+++ Records for this exercise

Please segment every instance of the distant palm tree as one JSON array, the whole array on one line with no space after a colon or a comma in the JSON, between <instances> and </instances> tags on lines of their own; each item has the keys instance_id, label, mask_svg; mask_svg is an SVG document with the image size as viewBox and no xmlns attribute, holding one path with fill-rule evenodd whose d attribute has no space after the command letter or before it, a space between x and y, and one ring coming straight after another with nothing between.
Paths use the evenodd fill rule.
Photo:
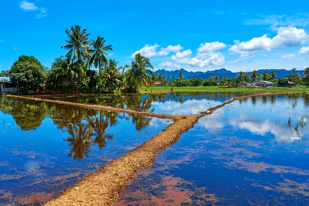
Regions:
<instances>
[{"instance_id":1,"label":"distant palm tree","mask_svg":"<svg viewBox=\"0 0 309 206\"><path fill-rule=\"evenodd\" d=\"M66 34L69 38L65 41L68 43L61 46L61 48L70 49L69 53L73 54L73 59L77 60L78 64L83 64L82 62L90 57L88 51L90 49L90 43L91 41L88 39L90 33L87 33L86 29L81 30L79 25L72 26L70 29L67 29ZM79 74L81 74L80 71ZM81 76L79 76L79 83L81 86Z\"/></svg>"},{"instance_id":2,"label":"distant palm tree","mask_svg":"<svg viewBox=\"0 0 309 206\"><path fill-rule=\"evenodd\" d=\"M126 72L126 81L128 84L134 85L137 90L138 90L139 87L142 88L142 85L148 88L154 77L155 77L155 74L150 69L154 69L154 67L149 59L141 55L140 53L136 54L134 59L132 61L131 68Z\"/></svg>"},{"instance_id":3,"label":"distant palm tree","mask_svg":"<svg viewBox=\"0 0 309 206\"><path fill-rule=\"evenodd\" d=\"M105 51L114 50L112 45L104 45L106 41L104 38L98 36L95 41L91 43L93 49L90 50L93 54L90 58L90 63L93 63L96 68L99 67L99 73L101 72L101 68L108 62L106 56L108 54Z\"/></svg>"},{"instance_id":4,"label":"distant palm tree","mask_svg":"<svg viewBox=\"0 0 309 206\"><path fill-rule=\"evenodd\" d=\"M167 80L169 81L169 79L171 79L171 76L169 75L169 74L167 74Z\"/></svg>"},{"instance_id":5,"label":"distant palm tree","mask_svg":"<svg viewBox=\"0 0 309 206\"><path fill-rule=\"evenodd\" d=\"M275 72L274 71L272 71L270 73L270 77L271 80L275 80L276 78L277 77L277 73L276 73L276 72Z\"/></svg>"},{"instance_id":6,"label":"distant palm tree","mask_svg":"<svg viewBox=\"0 0 309 206\"><path fill-rule=\"evenodd\" d=\"M115 61L114 59L111 59L106 64L106 67L102 71L102 77L106 80L107 82L107 88L109 92L112 92L112 82L115 80L116 78L120 76L120 73L118 68L117 67L117 64L119 62Z\"/></svg>"},{"instance_id":7,"label":"distant palm tree","mask_svg":"<svg viewBox=\"0 0 309 206\"><path fill-rule=\"evenodd\" d=\"M178 73L178 77L179 77L179 79L182 80L185 77L185 74L183 73L183 72L180 72L179 73Z\"/></svg>"},{"instance_id":8,"label":"distant palm tree","mask_svg":"<svg viewBox=\"0 0 309 206\"><path fill-rule=\"evenodd\" d=\"M81 31L80 26L77 25L72 26L70 29L66 29L65 32L69 40L65 41L68 44L61 46L61 48L70 49L69 52L73 54L74 59L86 59L89 56L88 51L90 48L89 44L91 41L88 40L90 33L87 33L86 29Z\"/></svg>"},{"instance_id":9,"label":"distant palm tree","mask_svg":"<svg viewBox=\"0 0 309 206\"><path fill-rule=\"evenodd\" d=\"M66 84L67 88L69 79L77 78L78 74L77 71L78 70L77 68L79 65L74 61L72 55L70 53L66 55L65 58L63 56L60 56L60 59L62 61L60 66L55 68L53 72L56 75L56 79L60 75L66 77Z\"/></svg>"},{"instance_id":10,"label":"distant palm tree","mask_svg":"<svg viewBox=\"0 0 309 206\"><path fill-rule=\"evenodd\" d=\"M255 82L255 80L258 78L258 71L254 70L251 73L251 80L252 82Z\"/></svg>"}]
</instances>

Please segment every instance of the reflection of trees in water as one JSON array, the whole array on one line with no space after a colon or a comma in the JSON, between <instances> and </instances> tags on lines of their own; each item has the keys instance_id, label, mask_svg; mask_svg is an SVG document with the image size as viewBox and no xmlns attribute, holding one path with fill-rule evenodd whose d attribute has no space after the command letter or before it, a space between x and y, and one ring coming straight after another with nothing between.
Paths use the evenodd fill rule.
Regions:
<instances>
[{"instance_id":1,"label":"reflection of trees in water","mask_svg":"<svg viewBox=\"0 0 309 206\"><path fill-rule=\"evenodd\" d=\"M48 107L43 102L18 100L2 97L0 109L4 114L12 115L22 130L28 130L39 126L47 114Z\"/></svg>"},{"instance_id":2,"label":"reflection of trees in water","mask_svg":"<svg viewBox=\"0 0 309 206\"><path fill-rule=\"evenodd\" d=\"M65 140L70 142L69 146L72 146L69 156L73 156L75 159L78 160L83 159L83 155L88 157L93 135L89 126L84 124L71 124L68 128L68 132L71 136Z\"/></svg>"}]
</instances>

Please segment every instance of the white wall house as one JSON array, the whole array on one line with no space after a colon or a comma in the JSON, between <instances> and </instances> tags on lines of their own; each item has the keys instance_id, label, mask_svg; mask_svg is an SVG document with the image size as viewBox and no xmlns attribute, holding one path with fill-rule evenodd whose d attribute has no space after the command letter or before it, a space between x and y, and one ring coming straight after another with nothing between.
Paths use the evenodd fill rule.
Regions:
<instances>
[{"instance_id":1,"label":"white wall house","mask_svg":"<svg viewBox=\"0 0 309 206\"><path fill-rule=\"evenodd\" d=\"M273 86L275 83L269 81L259 81L251 83L247 83L247 86L261 86L266 87L268 86Z\"/></svg>"},{"instance_id":2,"label":"white wall house","mask_svg":"<svg viewBox=\"0 0 309 206\"><path fill-rule=\"evenodd\" d=\"M7 83L4 85L1 82L2 80L7 80ZM17 90L17 85L16 83L13 83L11 79L8 77L0 77L0 93L7 92L16 92Z\"/></svg>"}]
</instances>

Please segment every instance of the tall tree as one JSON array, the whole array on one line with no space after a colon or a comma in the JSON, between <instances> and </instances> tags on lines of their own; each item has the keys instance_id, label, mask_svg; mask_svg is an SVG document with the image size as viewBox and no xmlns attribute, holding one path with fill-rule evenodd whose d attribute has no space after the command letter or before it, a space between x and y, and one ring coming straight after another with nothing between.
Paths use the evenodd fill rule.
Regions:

++++++

**Short task**
Pick out each line of the material above that contains the word "wall", and copy those lines.

**Answer to the problem**
Please segment every instance of the white wall house as one JSON array, the whole array on one line with no space after a colon or a comma in the JSON, between <instances> and </instances> tags on lines of their own; each item has the keys instance_id, label, mask_svg; mask_svg is an SVG document with the image size as viewBox and no xmlns attribute, holding one path with fill-rule evenodd whose d attribute has no space after the command letter or before it, a space between x and y, and one ring coming straight after another with nothing between.
[{"instance_id":1,"label":"white wall house","mask_svg":"<svg viewBox=\"0 0 309 206\"><path fill-rule=\"evenodd\" d=\"M273 86L275 83L269 81L259 81L251 83L247 83L247 86L261 86L266 87L268 86Z\"/></svg>"},{"instance_id":2,"label":"white wall house","mask_svg":"<svg viewBox=\"0 0 309 206\"><path fill-rule=\"evenodd\" d=\"M7 83L4 85L1 82L2 80L7 80ZM17 90L17 85L16 83L13 83L11 79L8 77L0 77L0 93L7 92L16 92Z\"/></svg>"}]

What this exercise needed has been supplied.